◆ Prompt:
Could you rewrite everything from the line containing "reflection in water in this photo." down to the last of the lines, swapping "drop a point" for "place a marker" and leaving all else as it is?

◆ Source material:

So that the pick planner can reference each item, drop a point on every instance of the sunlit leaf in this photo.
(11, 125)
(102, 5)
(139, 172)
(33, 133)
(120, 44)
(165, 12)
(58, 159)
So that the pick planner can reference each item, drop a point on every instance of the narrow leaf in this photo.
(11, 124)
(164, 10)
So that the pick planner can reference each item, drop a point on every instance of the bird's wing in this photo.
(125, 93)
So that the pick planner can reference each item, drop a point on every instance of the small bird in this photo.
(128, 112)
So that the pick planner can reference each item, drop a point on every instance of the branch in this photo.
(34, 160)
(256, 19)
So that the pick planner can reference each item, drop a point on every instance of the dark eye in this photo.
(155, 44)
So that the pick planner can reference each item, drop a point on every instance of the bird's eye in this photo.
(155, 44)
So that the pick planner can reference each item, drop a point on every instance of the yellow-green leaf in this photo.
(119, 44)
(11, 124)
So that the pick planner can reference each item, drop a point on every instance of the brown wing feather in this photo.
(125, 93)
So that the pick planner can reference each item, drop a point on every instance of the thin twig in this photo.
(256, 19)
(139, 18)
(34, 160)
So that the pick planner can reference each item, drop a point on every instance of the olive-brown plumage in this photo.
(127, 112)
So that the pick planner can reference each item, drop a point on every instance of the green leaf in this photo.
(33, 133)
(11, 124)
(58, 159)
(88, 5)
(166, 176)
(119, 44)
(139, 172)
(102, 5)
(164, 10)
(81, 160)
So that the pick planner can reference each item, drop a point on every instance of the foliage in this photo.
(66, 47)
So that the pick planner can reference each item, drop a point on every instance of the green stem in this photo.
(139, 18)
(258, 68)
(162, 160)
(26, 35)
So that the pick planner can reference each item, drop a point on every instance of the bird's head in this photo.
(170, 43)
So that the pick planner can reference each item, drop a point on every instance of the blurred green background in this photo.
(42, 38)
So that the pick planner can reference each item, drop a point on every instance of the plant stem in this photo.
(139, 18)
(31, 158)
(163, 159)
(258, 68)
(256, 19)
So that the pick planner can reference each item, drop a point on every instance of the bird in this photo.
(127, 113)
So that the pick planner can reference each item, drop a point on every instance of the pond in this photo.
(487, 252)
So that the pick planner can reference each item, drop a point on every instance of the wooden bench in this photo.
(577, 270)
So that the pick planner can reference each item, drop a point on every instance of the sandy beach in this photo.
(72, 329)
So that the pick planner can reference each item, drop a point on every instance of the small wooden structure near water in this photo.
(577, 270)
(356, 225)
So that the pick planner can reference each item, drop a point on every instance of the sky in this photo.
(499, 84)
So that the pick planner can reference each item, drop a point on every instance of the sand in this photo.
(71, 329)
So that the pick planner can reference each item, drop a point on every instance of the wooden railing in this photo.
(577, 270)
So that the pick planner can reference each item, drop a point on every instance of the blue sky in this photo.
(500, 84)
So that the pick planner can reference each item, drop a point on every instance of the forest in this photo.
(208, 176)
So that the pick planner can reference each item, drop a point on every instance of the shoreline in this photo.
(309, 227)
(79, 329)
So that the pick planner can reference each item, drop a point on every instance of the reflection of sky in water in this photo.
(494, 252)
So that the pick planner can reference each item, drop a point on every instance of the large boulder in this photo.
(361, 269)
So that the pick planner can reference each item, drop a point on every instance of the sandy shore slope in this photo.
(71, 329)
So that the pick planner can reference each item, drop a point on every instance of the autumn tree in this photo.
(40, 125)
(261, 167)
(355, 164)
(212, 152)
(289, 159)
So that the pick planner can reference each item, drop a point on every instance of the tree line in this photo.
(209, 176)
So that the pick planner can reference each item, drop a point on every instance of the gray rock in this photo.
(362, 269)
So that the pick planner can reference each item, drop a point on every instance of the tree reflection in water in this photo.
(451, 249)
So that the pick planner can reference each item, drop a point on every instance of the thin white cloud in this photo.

◆ Reply:
So that the pick planner can reference each item, place a marker on every instance of the tree reflection in water in this photo.
(451, 249)
So that the pick planner can reference each item, place a marker on every instance of the thin white cloud in this photo.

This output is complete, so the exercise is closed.